======== Extracted data ========

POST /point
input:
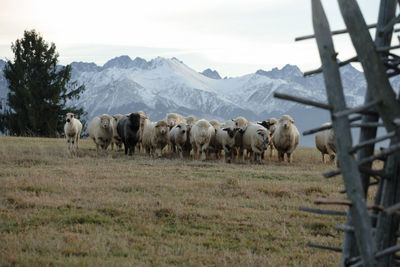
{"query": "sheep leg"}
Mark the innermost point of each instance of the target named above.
(280, 156)
(228, 154)
(77, 141)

========

Copy every line of the records above without changing anything, but leave out the pictures.

POST /point
input:
{"query": "sheep leg"}
Mark the innermost point of each instance of the target named above.
(280, 156)
(228, 154)
(77, 141)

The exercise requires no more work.